## REQUIRED WORK
Write the records out once more, so that nothing differs from the original.

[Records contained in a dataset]
==================================================

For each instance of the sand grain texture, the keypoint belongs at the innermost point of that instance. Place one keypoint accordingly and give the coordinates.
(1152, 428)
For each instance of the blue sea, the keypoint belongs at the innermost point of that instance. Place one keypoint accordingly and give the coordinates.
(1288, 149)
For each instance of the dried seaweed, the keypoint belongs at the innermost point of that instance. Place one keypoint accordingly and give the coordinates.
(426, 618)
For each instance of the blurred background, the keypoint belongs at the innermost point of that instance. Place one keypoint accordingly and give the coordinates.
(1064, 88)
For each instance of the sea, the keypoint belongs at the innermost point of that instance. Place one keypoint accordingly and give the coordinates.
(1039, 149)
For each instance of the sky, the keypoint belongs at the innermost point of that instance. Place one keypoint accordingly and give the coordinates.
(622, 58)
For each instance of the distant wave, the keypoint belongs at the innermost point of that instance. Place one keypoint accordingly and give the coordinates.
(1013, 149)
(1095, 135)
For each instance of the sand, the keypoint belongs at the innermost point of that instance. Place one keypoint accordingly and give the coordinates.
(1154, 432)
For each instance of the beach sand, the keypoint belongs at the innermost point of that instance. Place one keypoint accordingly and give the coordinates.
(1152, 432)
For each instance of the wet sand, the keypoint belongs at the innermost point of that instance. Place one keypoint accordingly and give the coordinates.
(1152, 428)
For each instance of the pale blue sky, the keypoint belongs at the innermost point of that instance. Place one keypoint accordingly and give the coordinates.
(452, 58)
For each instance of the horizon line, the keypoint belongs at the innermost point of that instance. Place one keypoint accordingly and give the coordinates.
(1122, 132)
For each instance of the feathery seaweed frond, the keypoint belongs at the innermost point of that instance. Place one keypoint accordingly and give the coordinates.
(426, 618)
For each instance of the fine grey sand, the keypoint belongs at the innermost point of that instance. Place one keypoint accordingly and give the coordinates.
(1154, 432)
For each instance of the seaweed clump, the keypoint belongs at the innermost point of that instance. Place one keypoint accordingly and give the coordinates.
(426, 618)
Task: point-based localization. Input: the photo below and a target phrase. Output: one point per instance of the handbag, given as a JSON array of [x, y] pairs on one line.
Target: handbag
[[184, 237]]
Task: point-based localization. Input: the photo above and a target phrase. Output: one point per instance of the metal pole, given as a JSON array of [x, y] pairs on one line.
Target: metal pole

==================================================

## FINAL ANSWER
For each instance of the sand grain texture, the keypoint belongs at the innermost point of that instance. Place one keypoint accordingly and give the coordinates.
(1152, 428)
For each instance of the blue sea, the keypoint belongs at the innermost point of that instance. Place one keypoint accordingly and give the coordinates.
(1288, 149)
For each instance of the dried seaweed, the keypoint belongs at the innermost point of that instance. Place one keypoint accordingly and give the coordinates.
(426, 618)
For each instance of the blurred background, the keypoint belongs at the innermost point of that instance. Place one keypoint accordingly and give the coordinates.
(1064, 88)
For each instance of the sea, the keypoint belongs at the innermost point of that instance. Place one keypoint accordingly and give the coordinates.
(1039, 149)
For each instance of the sky, the keypoint belongs at the innermost point of that instance. Place one keypoint accordingly and give the coordinates.
(622, 58)
For each instance of the distant wave, the keypoint belongs at the innermost point of that instance. Place one keypoint accordingly and give the coordinates.
(1013, 149)
(1095, 135)
For each instance of the sand, the keypoint belongs at the innermost point of that instance. Place one keypoint accordingly and give the coordinates.
(1154, 432)
For each instance of the beach sand, the keypoint belongs at the innermost point of that instance. Place one keypoint accordingly and give the coordinates.
(1152, 432)
For each instance of the wet sand, the keypoint belongs at the innermost point of that instance. Place one keypoint accordingly and give the coordinates.
(1152, 428)
For each instance of the pale blue sky, the keypoint belongs at the innermost point of that instance. Place one keypoint accordingly and give the coordinates.
(452, 58)
For each instance of the horizon line, the keypoint belongs at the innermost point of that instance. Place one keypoint accordingly and give the coordinates.
(1122, 132)
For each instance of the feathery seaweed frond, the keypoint belongs at the innermost point of that instance. Place one keypoint accordingly and give the coordinates.
(426, 618)
For each instance of the fine grey sand, the keypoint belongs at the innermost point of that instance. Place one keypoint accordingly and give the coordinates.
(1154, 432)
For each instance of the seaweed clump, the keypoint belongs at the innermost point of that instance. Place one keypoint accordingly and give the coordinates.
(426, 618)
Task: point-based localization. Input: the photo below and a target phrase. Output: one point per instance of the handbag, given as a JSON array of [x, y] pairs on one line.
Target: handbag
[[184, 237]]
Task: point-based localization. Input: the photo above and a target phrase. Output: one point per instance of the metal pole, given as a JSON array of [x, y] pairs on one line.
Target: metal pole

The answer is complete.